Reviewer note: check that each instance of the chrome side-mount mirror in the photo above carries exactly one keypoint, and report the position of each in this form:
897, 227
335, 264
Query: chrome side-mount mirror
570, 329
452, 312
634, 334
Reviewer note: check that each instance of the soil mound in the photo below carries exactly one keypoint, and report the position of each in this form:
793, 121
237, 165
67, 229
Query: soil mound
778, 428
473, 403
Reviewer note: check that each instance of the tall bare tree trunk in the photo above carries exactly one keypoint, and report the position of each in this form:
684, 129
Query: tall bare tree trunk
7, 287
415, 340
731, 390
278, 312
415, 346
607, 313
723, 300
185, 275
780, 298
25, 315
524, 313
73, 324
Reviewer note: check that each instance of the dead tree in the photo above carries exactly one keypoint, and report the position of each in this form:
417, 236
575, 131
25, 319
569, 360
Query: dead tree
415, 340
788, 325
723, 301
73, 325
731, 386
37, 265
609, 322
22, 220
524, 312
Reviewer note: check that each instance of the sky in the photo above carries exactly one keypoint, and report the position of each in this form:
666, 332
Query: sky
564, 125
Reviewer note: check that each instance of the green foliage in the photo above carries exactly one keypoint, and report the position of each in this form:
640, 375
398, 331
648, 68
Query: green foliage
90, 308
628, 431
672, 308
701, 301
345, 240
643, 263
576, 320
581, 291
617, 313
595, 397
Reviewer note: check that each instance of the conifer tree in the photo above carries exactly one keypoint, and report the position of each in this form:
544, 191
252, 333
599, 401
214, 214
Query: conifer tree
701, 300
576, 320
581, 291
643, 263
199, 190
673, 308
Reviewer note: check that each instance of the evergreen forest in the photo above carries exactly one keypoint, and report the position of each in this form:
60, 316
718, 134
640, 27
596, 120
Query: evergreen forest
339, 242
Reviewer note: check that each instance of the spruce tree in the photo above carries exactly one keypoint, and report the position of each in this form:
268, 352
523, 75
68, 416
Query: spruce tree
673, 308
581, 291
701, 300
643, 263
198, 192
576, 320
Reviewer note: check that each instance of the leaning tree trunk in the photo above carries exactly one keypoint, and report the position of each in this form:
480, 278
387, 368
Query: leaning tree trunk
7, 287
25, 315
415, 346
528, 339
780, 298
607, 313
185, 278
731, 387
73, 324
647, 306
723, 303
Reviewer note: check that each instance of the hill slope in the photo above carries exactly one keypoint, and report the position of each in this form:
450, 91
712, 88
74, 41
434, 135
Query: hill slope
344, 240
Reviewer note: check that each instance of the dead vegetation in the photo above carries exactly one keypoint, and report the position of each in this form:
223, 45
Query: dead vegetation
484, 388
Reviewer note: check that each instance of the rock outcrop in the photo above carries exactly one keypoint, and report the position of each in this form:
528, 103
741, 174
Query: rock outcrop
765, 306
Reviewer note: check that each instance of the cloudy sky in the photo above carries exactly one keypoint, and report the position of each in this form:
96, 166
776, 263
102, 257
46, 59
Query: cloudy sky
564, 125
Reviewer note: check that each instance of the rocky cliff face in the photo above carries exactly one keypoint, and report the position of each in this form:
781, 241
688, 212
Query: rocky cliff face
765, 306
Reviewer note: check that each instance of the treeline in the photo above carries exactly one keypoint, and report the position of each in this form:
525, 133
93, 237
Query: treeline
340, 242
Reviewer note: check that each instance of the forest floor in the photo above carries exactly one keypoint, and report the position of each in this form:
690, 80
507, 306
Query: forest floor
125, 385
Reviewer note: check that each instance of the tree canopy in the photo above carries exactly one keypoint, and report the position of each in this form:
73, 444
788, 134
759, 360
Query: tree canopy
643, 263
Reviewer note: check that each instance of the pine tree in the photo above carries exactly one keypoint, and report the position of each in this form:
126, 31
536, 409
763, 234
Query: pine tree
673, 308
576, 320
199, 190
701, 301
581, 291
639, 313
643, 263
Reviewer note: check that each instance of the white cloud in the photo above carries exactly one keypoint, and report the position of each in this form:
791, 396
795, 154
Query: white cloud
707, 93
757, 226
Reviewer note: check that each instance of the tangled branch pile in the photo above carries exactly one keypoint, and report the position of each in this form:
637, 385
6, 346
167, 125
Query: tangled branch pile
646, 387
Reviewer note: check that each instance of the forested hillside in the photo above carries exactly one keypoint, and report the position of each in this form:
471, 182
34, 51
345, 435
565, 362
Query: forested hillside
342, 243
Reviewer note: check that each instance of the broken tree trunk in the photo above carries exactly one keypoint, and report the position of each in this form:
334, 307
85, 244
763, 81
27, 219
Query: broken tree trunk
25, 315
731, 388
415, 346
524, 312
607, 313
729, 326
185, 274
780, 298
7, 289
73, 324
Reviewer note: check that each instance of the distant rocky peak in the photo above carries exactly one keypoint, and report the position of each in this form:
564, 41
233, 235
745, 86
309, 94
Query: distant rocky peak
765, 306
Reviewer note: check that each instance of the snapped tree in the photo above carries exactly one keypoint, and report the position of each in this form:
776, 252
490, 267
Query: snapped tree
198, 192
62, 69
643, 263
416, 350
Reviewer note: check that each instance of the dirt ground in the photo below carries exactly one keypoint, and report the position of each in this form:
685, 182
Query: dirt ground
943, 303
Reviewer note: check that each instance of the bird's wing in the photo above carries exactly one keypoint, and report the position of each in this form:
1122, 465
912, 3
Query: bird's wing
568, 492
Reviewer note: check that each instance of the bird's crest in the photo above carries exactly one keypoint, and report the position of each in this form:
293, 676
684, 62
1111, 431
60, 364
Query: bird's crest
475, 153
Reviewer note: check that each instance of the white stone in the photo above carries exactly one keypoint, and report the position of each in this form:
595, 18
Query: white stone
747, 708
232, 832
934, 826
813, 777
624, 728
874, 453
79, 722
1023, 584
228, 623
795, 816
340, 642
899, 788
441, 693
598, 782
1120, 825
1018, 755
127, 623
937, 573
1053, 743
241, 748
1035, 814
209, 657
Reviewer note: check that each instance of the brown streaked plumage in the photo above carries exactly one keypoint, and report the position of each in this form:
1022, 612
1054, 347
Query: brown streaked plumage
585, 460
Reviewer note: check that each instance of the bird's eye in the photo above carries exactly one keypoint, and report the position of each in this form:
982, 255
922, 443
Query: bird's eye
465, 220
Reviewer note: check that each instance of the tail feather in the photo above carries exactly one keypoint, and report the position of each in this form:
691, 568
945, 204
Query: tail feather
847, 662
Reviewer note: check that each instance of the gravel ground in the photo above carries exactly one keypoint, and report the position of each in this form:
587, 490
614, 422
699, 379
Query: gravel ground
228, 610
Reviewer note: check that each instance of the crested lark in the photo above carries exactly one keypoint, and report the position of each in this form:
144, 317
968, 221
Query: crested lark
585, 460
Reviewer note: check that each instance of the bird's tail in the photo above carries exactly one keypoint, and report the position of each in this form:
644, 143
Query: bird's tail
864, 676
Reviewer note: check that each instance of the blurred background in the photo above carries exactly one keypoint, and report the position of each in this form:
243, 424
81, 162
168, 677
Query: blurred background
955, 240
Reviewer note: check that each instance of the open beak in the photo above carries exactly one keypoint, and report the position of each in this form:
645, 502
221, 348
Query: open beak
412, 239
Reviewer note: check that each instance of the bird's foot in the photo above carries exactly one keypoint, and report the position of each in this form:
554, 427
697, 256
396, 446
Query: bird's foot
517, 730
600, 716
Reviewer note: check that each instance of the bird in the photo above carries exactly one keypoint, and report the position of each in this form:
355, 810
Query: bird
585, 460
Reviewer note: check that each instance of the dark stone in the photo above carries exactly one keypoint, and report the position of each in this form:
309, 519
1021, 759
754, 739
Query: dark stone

- _WHAT IS REQUIRED_: Only the lines from the start of the data to the line holding "Reviewer note: check that each instance of the soil" are wanted; return them exactly, both ends included.

- _REPLY TO THE TASK_:
Reviewer note: check that each instance of the chrome side-mount mirror in the photo above carries exactly one keypoint, and report the position of each in this form:
897, 227
335, 264
Query: chrome side-mount mirror
570, 329
452, 312
634, 334
Reviewer note: check that each instance of the soil mound in the photo below carries exactly one keypoint, and report the position of each in this form:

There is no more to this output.